• **DOCUMENT PASSAGE**
****************************************

42 N.Y.2d 289 | NY | 1977
Lead Opinion
We hold that official audit reports issued on behalf of the State Comptroller by the Division of Audit and Accounts are subject to an absolute privilege in any action for defamation based on the content of such reports.
With the Counties of Essex and Franklin as its two local sponsors, North Country Community College was established at Saranac Lake, New York, in 1967 pursuant to article 126 of the Education Law. In 1971 at the request of North Country, the State Comptroller’s office made an audit of the college pursuant to the authority of section 1 of article V of the New York State Constitution and section 8 of the State Finance Law. After comments by the college in response to the audit findings, the audit report was released to the press on March 27,1973.
The audit presented a wide-ranging review of the financial affairs of the college from its inception through fiscal 1970-1971. In commenting on the college’s use of outside consultants, reference was made to the engagement of a local computer service company (claimant) to maintain payroll records and to process all college payrolls. Costs of this service were detailed, and then, after a reference to the incompleteness of the figures available, there followed the statement of which plaintiff now complains: "Nevertheless we believe that
Claimant thereupon filed a claim against the State charging defamation. The Appellate Division reversed the judgment claimant obtained in the Court of Claims and dismissed its claim. There should be an affirmance; we agree that the publication in question was subject to an absolute privilege.

****************************************

• **LISTED ENTRIES**
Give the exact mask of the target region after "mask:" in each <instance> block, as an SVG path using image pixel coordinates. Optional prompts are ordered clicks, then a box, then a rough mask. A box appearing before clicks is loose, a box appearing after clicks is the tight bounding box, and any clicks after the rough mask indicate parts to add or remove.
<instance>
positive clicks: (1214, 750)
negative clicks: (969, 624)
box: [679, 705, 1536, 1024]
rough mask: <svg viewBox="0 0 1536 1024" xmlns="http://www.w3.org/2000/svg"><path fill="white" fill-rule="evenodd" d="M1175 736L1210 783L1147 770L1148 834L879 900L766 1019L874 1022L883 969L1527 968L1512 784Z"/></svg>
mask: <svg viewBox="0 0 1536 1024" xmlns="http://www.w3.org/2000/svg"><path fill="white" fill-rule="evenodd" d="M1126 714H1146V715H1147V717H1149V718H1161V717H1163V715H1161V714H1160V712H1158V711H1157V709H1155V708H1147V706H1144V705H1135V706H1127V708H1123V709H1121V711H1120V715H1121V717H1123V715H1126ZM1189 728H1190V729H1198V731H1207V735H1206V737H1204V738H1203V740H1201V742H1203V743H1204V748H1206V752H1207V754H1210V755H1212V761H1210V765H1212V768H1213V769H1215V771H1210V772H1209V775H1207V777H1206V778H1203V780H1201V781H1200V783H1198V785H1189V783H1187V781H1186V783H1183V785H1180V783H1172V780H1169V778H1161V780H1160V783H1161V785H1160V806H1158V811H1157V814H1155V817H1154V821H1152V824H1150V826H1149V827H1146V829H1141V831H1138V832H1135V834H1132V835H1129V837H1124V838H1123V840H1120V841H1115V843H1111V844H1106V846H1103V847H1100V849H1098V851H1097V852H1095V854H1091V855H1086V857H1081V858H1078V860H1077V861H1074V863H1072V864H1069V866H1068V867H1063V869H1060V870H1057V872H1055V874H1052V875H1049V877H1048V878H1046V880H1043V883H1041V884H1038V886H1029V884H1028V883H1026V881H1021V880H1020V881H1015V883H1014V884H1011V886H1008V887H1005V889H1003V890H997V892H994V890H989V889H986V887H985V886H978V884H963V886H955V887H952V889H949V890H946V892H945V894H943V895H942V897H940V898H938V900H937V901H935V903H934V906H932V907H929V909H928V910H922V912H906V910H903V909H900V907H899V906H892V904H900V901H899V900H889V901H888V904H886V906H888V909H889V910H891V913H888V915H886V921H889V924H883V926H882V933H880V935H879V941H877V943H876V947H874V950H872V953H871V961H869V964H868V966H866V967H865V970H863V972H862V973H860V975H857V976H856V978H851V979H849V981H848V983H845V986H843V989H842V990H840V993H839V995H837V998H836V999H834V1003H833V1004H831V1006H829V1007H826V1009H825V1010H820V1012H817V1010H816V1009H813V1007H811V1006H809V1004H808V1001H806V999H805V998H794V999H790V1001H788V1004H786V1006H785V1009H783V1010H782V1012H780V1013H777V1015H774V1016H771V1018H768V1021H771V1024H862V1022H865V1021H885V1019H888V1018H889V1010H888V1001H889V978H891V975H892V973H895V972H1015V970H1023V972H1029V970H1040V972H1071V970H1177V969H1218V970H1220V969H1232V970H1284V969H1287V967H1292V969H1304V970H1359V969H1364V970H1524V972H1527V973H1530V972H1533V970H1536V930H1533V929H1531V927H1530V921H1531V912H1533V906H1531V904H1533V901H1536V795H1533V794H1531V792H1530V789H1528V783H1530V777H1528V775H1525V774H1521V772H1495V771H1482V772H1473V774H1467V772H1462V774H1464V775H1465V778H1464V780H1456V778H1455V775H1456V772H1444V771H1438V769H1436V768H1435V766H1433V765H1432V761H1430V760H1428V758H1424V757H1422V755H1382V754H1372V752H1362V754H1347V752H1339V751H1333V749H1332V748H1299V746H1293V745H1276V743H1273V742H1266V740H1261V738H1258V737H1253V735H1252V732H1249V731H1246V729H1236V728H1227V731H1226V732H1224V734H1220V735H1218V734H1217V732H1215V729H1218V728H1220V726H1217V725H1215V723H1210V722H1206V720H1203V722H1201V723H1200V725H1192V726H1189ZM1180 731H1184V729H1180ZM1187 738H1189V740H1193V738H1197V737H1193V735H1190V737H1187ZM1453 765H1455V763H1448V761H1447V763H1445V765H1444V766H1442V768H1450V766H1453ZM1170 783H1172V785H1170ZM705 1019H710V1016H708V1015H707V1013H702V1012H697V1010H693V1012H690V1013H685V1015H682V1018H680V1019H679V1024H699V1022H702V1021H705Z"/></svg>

****************************************

• **REQUEST A**
Return the part of the court opinion between "With the Counties" and "on March 27,1973.", inclusive.
• **REQUEST B**
List every statute or constitutional provision the court opinion cites as authority.
• **REQUEST C**
Extend the court opinion on the audit report privilege by writing what comes after its final sentence.

• **EXERCISE OUTPUT A**
With the Counties of Essex and Franklin as its two local sponsors, North Country Community College was established at Saranac Lake, New York, in 1967 pursuant to article 126 of the Education Law. In 1971 at the request of North Country, the State Comptroller’s office made an audit of the college pursuant to the authority of section 1 of article V of the New York State Constitution and section 8 of the State Finance Law. After comments by the college in response to the audit findings, the audit report was released to the press on March 27,1973.

• **EXERCISE OUTPUT B**
- Article 126 of the Education Law
- Section 1 of article V of the New York State Constitution
- Section 8 of the State Finance Law

• **EXERCISE OUTPUT C**
We have recently had occasion to consider the history and the somewhat "checkered jurisprudential course” of the doctrine of absolute privilege in the law of defamation (Stukuls v State of New York, 42 NY2d 272 [decided herewith]). Note was taken there of the somewhat broader application of the doctrine to legislators and judges than to members of the executive branch of government. With respect to the latter category, the protective shield of absolute privilege has been raised uniformly only for officials of cabinet rank. In Stukuls we held that such privilege did not extend to communications of the acting president and vice-president of a local college unit of the State University of New York although he was acting in his official capacity.
Appellant argues that because the audit report in this instance, as would certainly be true of almost all such audit reports, was actually prepared by employees of the division rather than by the Comptroller himself, there should be but a qualified privilege. We reject this contention. The Comptroller is expressly authorized to assign examination and audit work to examiners appointed by him pursuant to law. Section 43 of the Executive Law provides in part:
"§ 43. Examiners
"1. Whenever the comptroller may deem it necessary to enable him to perform the duties imposed upon him by law with regard to the inspection, examination and audit of the fiscal affairs of the state or of the several officers, departments, institutions, public corporations or political subdivisions thereof, he may assign the work of such inspection, audit and examination to any examiner or examiners appointed by him pursuant to law.”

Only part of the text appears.